Your goal
How many lines in the items below contain the word "part"? Reply with the number alone.

Excerpted data
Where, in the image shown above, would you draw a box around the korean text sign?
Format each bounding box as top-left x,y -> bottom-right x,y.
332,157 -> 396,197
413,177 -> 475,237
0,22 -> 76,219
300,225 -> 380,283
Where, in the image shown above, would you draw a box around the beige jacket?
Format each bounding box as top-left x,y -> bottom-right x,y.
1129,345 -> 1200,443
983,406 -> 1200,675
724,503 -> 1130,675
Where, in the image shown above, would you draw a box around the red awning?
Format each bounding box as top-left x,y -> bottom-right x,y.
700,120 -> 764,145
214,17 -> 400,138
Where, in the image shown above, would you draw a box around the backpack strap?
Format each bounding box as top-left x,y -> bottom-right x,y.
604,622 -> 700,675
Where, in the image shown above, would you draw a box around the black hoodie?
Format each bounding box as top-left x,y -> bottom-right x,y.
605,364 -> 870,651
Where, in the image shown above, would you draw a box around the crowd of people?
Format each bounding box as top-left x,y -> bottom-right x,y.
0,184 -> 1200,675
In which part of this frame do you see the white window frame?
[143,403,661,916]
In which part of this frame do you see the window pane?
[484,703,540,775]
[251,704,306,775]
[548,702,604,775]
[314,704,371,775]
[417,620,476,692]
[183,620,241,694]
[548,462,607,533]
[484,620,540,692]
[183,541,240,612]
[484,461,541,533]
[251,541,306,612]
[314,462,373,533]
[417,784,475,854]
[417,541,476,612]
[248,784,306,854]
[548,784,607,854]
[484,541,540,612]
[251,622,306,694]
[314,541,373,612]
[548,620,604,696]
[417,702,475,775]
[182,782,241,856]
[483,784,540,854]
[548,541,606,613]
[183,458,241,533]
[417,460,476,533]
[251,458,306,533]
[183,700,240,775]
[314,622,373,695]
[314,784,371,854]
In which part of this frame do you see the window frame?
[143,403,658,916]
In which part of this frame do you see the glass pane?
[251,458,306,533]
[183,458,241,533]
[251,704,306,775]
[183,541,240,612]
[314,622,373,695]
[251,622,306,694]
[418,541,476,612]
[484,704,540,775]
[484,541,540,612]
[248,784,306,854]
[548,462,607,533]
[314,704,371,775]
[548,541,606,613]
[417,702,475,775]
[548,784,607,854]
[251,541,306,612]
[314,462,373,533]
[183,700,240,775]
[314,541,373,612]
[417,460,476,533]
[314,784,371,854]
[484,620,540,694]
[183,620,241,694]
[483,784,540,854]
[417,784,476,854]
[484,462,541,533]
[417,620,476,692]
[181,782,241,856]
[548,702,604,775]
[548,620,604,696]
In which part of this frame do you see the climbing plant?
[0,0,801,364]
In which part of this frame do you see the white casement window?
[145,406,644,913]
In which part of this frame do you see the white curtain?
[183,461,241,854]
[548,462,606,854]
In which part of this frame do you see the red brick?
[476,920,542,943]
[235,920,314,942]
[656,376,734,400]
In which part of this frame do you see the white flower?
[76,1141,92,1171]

Exercise solution
9